▸ **Information given**
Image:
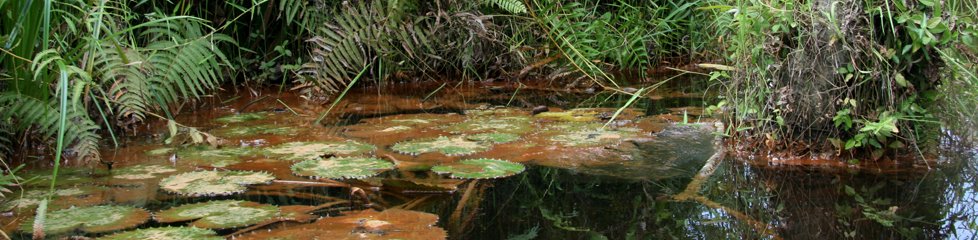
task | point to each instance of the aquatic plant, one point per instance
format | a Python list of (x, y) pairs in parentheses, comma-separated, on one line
[(139, 172), (213, 183), (368, 224), (243, 131), (591, 138), (493, 137), (481, 168), (242, 117), (341, 167), (216, 157), (222, 214), (95, 219), (161, 151), (165, 233), (503, 124), (451, 146), (312, 150)]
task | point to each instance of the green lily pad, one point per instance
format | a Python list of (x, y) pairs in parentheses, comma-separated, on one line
[(341, 167), (591, 138), (452, 146), (216, 157), (510, 124), (139, 172), (494, 137), (242, 117), (222, 214), (243, 131), (312, 150), (165, 233), (481, 168), (160, 151), (213, 183), (95, 219)]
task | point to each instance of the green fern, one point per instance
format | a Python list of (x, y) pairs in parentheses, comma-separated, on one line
[(42, 117), (180, 63), (511, 6)]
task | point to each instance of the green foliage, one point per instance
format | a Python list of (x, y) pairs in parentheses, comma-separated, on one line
[(511, 6)]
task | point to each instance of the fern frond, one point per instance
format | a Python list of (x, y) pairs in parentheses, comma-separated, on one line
[(26, 111), (511, 6)]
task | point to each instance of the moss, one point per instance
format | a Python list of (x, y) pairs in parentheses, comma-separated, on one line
[(452, 146), (165, 233), (221, 214), (312, 150), (481, 168), (94, 219), (213, 183), (341, 167)]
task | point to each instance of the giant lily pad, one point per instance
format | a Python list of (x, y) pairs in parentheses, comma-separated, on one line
[(481, 168), (213, 183), (341, 167), (591, 138), (166, 233), (139, 172), (72, 196), (312, 150), (221, 214), (243, 131), (368, 224), (452, 146), (216, 157), (93, 219), (242, 117), (493, 137), (510, 124)]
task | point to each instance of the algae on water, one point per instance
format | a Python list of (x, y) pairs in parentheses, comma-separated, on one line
[(93, 219), (222, 214), (166, 233), (341, 167), (452, 146), (481, 168), (298, 151), (213, 183)]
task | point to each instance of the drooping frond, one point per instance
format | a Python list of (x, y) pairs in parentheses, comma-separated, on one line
[(511, 6), (180, 63), (25, 111)]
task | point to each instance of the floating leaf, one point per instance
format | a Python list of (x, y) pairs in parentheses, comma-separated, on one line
[(165, 233), (452, 146), (494, 137), (510, 124), (242, 117), (213, 183), (591, 138), (93, 219), (312, 150), (341, 167), (139, 172), (243, 131), (221, 214), (481, 168), (216, 157), (368, 224)]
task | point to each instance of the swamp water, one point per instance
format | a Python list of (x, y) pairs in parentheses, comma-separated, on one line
[(473, 162)]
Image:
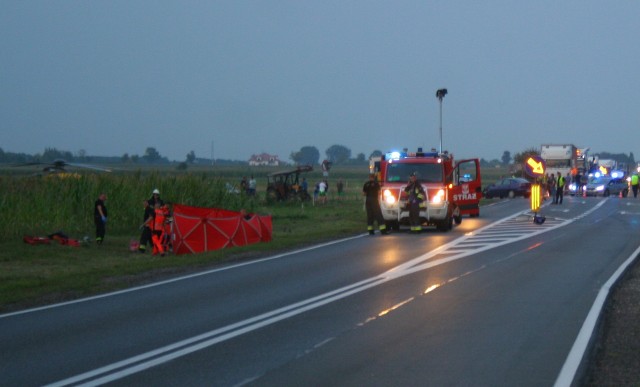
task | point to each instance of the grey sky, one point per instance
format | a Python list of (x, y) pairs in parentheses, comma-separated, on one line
[(115, 77)]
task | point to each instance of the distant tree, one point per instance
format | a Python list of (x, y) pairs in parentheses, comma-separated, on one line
[(506, 157), (52, 154), (375, 153), (306, 155), (151, 155), (338, 154), (81, 155), (191, 157)]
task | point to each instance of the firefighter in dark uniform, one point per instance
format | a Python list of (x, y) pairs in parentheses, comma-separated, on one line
[(371, 191), (416, 198), (148, 221)]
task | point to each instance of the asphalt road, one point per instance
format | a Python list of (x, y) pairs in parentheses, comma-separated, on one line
[(497, 301)]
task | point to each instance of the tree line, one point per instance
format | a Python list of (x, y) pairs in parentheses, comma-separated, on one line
[(307, 155)]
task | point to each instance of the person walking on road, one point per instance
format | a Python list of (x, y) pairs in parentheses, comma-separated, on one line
[(559, 189), (100, 217), (416, 198), (371, 191)]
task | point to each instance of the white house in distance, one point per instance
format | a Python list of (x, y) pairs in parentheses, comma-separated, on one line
[(265, 159)]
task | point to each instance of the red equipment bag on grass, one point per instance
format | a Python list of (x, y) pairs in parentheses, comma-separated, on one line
[(197, 229)]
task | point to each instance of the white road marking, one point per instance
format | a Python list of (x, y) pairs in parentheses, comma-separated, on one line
[(451, 251)]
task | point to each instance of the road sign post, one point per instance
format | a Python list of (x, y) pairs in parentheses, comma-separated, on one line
[(535, 167)]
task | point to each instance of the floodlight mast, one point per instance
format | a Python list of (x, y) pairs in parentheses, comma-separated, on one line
[(440, 93)]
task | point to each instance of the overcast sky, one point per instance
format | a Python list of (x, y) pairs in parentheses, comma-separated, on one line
[(238, 78)]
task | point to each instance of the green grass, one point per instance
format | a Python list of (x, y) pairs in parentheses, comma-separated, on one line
[(38, 206), (43, 274)]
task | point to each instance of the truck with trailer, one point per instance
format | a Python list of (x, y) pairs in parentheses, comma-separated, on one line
[(453, 189)]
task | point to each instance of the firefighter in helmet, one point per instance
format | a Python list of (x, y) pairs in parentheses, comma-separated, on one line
[(415, 202), (371, 191)]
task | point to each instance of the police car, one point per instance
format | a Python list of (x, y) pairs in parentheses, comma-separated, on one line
[(606, 186)]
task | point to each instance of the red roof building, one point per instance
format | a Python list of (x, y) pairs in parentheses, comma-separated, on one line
[(265, 159)]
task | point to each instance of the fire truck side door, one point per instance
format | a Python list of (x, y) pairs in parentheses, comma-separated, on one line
[(467, 187)]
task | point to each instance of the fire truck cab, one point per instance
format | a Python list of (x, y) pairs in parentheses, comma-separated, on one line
[(453, 188)]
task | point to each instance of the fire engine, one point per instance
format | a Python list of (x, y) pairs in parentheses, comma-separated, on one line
[(453, 188)]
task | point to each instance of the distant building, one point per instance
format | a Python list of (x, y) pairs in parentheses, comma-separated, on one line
[(264, 159)]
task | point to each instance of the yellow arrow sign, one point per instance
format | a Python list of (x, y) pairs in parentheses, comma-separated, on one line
[(536, 166)]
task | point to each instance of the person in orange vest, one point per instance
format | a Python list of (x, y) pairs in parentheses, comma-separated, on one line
[(158, 229)]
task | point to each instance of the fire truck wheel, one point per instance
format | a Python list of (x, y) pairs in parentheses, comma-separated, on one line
[(446, 224), (456, 215)]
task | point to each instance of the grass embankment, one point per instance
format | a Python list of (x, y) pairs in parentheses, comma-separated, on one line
[(39, 206)]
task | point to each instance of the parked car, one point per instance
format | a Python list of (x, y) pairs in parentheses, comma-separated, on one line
[(605, 186), (508, 188)]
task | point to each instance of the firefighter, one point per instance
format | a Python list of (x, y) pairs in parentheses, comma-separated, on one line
[(158, 229), (148, 220), (416, 199), (371, 191)]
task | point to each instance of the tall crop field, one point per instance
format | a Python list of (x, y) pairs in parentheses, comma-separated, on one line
[(64, 202)]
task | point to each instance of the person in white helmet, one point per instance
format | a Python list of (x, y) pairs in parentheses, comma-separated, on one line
[(155, 198)]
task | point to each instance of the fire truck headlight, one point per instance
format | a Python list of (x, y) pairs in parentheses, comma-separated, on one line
[(388, 197), (439, 197)]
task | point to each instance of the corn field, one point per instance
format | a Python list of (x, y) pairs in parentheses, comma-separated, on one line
[(65, 202)]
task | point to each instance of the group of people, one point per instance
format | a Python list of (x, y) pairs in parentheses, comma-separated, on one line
[(155, 228), (555, 186), (416, 200)]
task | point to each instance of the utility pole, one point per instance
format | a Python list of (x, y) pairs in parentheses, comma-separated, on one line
[(440, 93)]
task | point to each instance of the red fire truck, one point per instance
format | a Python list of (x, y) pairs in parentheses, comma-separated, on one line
[(453, 188)]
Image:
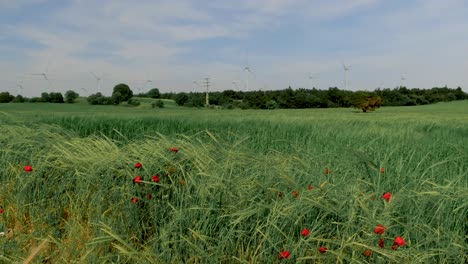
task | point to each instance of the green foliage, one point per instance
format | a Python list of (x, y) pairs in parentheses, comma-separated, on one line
[(70, 96), (99, 99), (19, 99), (121, 93), (271, 104), (134, 102), (154, 93), (312, 98), (45, 97), (366, 101), (181, 98), (158, 104), (6, 97), (217, 200), (56, 98)]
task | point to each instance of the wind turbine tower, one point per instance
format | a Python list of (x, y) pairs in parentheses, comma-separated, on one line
[(43, 74), (403, 79), (98, 81), (310, 81), (195, 86), (346, 69)]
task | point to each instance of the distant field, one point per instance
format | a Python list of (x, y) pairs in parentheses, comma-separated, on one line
[(218, 197)]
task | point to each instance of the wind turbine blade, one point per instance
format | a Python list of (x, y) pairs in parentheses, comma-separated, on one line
[(94, 75)]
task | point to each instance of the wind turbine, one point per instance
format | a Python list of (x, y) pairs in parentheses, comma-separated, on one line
[(248, 72), (98, 81), (346, 69), (195, 84), (310, 78), (148, 82), (20, 87), (403, 79), (235, 84), (43, 74)]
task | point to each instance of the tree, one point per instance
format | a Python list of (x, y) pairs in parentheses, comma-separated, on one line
[(6, 97), (154, 93), (70, 96), (366, 101), (45, 97), (124, 90), (116, 98), (56, 98), (18, 99), (181, 98)]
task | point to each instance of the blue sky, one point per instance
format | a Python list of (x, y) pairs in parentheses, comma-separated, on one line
[(176, 42)]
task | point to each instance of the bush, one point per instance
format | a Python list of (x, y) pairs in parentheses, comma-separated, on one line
[(6, 97), (125, 92), (70, 96), (158, 104), (272, 104), (18, 99), (133, 102), (99, 99)]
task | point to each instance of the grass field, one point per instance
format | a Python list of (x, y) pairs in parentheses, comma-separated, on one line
[(240, 189)]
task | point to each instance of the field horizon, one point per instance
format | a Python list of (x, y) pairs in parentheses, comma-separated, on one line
[(233, 186)]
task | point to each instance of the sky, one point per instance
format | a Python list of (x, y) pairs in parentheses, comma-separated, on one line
[(89, 46)]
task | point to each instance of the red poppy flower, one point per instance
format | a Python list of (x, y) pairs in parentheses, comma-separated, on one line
[(295, 194), (305, 232), (399, 241), (155, 178), (386, 196), (181, 182), (284, 254), (137, 179), (379, 229), (381, 244), (174, 149)]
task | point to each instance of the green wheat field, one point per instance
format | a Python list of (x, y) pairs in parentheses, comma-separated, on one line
[(233, 186)]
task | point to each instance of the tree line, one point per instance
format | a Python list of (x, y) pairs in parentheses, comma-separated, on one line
[(53, 97), (272, 99), (314, 98)]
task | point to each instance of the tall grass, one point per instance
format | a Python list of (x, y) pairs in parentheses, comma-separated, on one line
[(218, 198)]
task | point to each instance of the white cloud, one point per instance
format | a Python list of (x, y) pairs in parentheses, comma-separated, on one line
[(159, 40)]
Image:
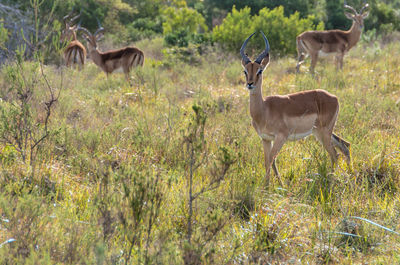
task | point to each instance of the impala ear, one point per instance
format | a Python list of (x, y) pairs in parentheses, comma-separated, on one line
[(348, 15), (99, 36), (265, 61)]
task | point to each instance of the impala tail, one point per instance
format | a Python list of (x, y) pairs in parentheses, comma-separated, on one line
[(342, 145)]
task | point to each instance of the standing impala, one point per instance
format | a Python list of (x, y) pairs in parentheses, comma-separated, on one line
[(278, 119), (109, 61), (75, 52), (315, 43)]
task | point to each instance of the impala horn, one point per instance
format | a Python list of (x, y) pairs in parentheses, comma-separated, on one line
[(364, 7), (87, 32), (351, 8), (244, 56), (74, 18), (100, 29), (265, 52), (66, 17)]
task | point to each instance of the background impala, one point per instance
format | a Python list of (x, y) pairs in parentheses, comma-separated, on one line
[(315, 43), (109, 61), (75, 52)]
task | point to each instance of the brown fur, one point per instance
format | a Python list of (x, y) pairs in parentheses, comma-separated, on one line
[(127, 57), (74, 48), (278, 119), (329, 41)]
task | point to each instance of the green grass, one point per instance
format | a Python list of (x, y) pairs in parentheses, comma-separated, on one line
[(111, 181)]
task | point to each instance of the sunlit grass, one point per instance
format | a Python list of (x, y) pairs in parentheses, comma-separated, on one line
[(102, 125)]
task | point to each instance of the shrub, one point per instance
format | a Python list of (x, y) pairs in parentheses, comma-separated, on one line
[(182, 25), (280, 30)]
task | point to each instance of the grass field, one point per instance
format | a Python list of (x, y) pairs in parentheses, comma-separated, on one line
[(170, 171)]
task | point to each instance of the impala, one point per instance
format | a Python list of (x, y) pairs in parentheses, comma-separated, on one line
[(125, 58), (278, 119), (315, 43), (75, 52)]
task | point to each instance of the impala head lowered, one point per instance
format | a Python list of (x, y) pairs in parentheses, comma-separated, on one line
[(92, 38), (68, 33), (253, 70), (358, 18)]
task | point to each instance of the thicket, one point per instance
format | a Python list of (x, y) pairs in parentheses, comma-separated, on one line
[(188, 23), (238, 25)]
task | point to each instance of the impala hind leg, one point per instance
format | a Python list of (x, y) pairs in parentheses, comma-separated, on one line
[(300, 61), (267, 145), (270, 155), (339, 60), (325, 137), (314, 59), (343, 147)]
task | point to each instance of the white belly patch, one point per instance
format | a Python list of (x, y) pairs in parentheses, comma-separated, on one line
[(298, 136), (324, 54), (267, 137)]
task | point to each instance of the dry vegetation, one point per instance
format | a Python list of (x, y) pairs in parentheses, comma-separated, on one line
[(111, 182)]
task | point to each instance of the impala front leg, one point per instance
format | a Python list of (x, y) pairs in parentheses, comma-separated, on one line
[(270, 155)]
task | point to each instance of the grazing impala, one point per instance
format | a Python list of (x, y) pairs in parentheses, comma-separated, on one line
[(278, 119), (75, 52), (125, 58), (315, 43)]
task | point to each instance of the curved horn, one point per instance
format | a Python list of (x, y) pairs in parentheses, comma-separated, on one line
[(87, 32), (364, 7), (350, 7), (74, 18), (66, 17), (100, 29), (244, 56), (265, 52)]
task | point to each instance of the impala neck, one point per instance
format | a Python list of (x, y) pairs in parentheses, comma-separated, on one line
[(257, 102), (95, 55), (354, 33)]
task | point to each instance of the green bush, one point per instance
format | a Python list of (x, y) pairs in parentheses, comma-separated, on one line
[(182, 25), (280, 30)]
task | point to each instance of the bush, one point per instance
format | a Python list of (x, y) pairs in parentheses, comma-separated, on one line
[(280, 30), (182, 25)]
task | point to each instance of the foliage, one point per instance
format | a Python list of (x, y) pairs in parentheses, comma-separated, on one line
[(20, 126), (181, 24), (238, 25)]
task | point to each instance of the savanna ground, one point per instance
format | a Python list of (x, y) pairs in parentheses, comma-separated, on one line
[(110, 183)]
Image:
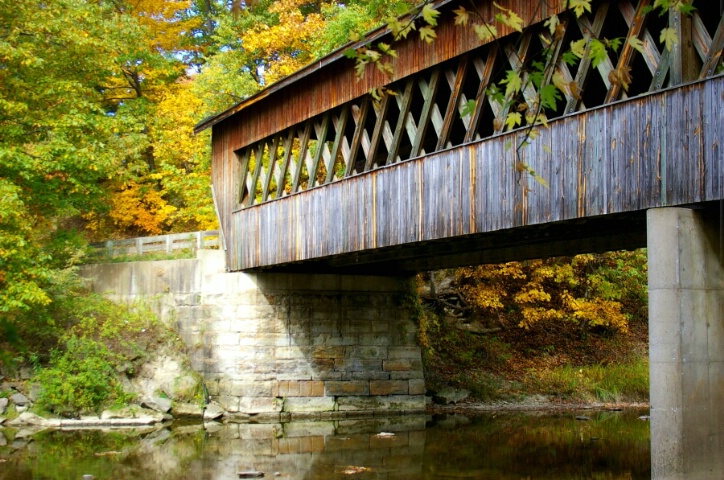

▸ **Task statement**
Where the data above reaches the line holding "task | point to each instance of the fire engine, one", begin printing, and stop after the line holding "task | point to each instance of the distant building, one". Each line must be reproduced exactly, with nothing else added.

▸ **Written response**
task | point to each instance of the fire engine, one point per instance
format | a Python list of (x, y) pairs in parentheses, comma-separated, on one line
[(453, 188)]
task | point to each instance of the distant building, one point per instance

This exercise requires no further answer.